→ **Stored data entries**:
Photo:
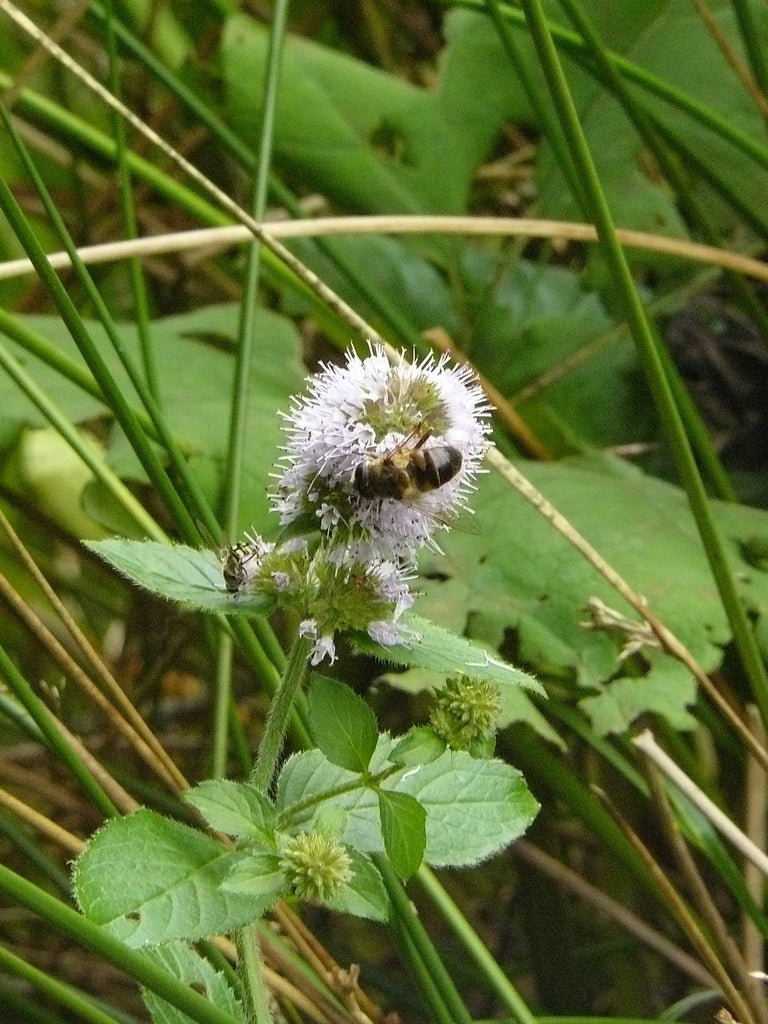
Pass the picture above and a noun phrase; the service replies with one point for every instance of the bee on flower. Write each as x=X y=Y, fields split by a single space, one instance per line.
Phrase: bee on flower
x=381 y=454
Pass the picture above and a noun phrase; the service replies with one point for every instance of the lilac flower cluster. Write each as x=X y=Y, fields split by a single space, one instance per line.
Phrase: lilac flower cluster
x=379 y=456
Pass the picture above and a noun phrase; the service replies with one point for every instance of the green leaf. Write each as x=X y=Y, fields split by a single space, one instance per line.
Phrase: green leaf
x=370 y=140
x=188 y=576
x=258 y=876
x=403 y=830
x=474 y=808
x=418 y=747
x=343 y=725
x=236 y=808
x=366 y=895
x=435 y=648
x=541 y=316
x=148 y=880
x=186 y=965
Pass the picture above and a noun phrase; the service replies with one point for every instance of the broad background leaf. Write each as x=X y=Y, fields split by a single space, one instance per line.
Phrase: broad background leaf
x=517 y=585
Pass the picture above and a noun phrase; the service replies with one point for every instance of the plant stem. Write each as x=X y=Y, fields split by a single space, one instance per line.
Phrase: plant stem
x=255 y=1001
x=280 y=713
x=648 y=355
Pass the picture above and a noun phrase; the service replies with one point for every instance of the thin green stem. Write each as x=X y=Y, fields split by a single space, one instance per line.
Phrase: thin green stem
x=66 y=995
x=47 y=725
x=438 y=976
x=280 y=713
x=81 y=336
x=649 y=356
x=573 y=45
x=475 y=947
x=255 y=1003
x=754 y=42
x=135 y=269
x=79 y=444
x=245 y=348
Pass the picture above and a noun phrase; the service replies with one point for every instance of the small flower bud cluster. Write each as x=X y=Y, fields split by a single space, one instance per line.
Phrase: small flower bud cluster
x=315 y=865
x=466 y=713
x=379 y=455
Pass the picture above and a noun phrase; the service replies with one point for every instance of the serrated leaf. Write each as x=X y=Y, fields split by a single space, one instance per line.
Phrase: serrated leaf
x=176 y=572
x=418 y=747
x=474 y=808
x=236 y=808
x=186 y=965
x=343 y=725
x=366 y=895
x=439 y=650
x=403 y=830
x=257 y=875
x=148 y=880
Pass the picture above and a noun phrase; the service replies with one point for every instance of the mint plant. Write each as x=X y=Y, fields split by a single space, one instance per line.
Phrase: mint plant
x=380 y=456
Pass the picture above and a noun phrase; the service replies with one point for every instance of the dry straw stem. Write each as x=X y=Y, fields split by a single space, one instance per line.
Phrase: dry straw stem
x=728 y=950
x=573 y=883
x=684 y=916
x=122 y=714
x=756 y=813
x=41 y=823
x=215 y=239
x=721 y=821
x=71 y=669
x=731 y=56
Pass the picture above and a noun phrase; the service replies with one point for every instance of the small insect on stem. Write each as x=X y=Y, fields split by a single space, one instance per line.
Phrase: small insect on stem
x=236 y=564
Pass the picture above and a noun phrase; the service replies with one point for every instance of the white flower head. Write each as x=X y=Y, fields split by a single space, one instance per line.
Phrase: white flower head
x=380 y=454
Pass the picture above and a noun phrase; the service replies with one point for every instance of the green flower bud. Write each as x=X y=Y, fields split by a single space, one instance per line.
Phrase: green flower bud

→ **PROBLEM STATEMENT**:
Word for word, quote the lines above. Omit the pictures.

→ **SOLUTION BELOW**:
Photo:
Pass the picture above and a noun phrase; the service replies with one point for every instance of the bee on flower. Write each as x=X y=Y, fields split by a single space, one instance per line.
Phrase: bee on flower
x=381 y=454
Pass the picture above and a noun phrase; the service replies with one point for every instance of the lilac flower cluster. Write each as x=X y=Y, fields split by a single space, one instance per line.
Phrase: lilac flower cluster
x=379 y=456
Pass the picture above and a noun phrase; the service replies with one point for every instance of the green leaf. Write each as x=X y=Y, fields split by a single space, one instance per line.
Phrase: green leaf
x=370 y=140
x=188 y=576
x=258 y=876
x=403 y=830
x=474 y=808
x=418 y=747
x=343 y=725
x=236 y=808
x=366 y=895
x=435 y=648
x=541 y=316
x=148 y=880
x=186 y=965
Pass the picture above and a noun phrase; the service replies with one point for every instance of the broad background leaf. Write each as x=X y=Y, fields split by a single space, one instance per line.
Phrase: broad background leaf
x=517 y=585
Pass the picture above and a noun phrase; the service replies with one point for every instance of the plant stem. Write each as x=X y=Y, fields split by a single space, one instance per line.
Phrase: plant stem
x=255 y=1001
x=280 y=713
x=648 y=355
Pass the picture above and a noun phrase; the service replies with one point for every instance of the thin green stem. Write each as x=X y=Y, fields split by a single space, one instance per line.
Phrase: thin green stem
x=66 y=995
x=47 y=725
x=438 y=976
x=280 y=713
x=81 y=336
x=649 y=356
x=573 y=45
x=475 y=947
x=255 y=1003
x=754 y=42
x=135 y=269
x=79 y=444
x=245 y=348
Pass the picture above and a noun phrase; the service replies with one point for every instance of the small flower bud cluster. Write each as x=X y=Y, fields split by a single space, one instance per line.
Phrase: small flower bud cluster
x=315 y=865
x=466 y=713
x=379 y=455
Pass the picture above and a noun phrase; the service replies with one point for every instance of the serrated leaf. Write each as x=X y=Y, fields split by a single space, one instance per line.
Phrase: serrated leaf
x=176 y=572
x=418 y=747
x=474 y=808
x=236 y=808
x=186 y=965
x=343 y=725
x=366 y=895
x=439 y=650
x=403 y=830
x=257 y=875
x=148 y=880
Pass the picture above and a noun phrase; the service replies with one point for every instance of the mint plant. Write each as x=X y=Y, fields split by a single space, one instance per line.
Phrase: mint plant
x=380 y=456
Pass the picture above and a noun phrase; the service replies with one point for every instance of the dry straw stem. Write each as x=X y=Y, fields split by a single space, one instance per line.
Phrase: dry straw stem
x=728 y=950
x=573 y=883
x=684 y=916
x=122 y=714
x=756 y=813
x=41 y=823
x=215 y=239
x=721 y=821
x=71 y=669
x=731 y=56
Pass the picture above and a noun phrase; the service replies with one point for every instance of the small insect on stem. Write each as x=X y=Y, fields split by a single space, one instance per line.
Phrase: small insect on stem
x=236 y=564
Pass the picture above and a noun phrase; the service replies with one point for every instance of the white flower head. Write each as x=X y=Y, fields split by a single space, one instance per line.
Phrase: white flower head
x=380 y=454
Pass the picture above and a noun phrase; the service replies with one point for every instance of the green flower bud. Write each as x=X y=Y, fields split by a single space, one instance per line.
Phrase: green flower bud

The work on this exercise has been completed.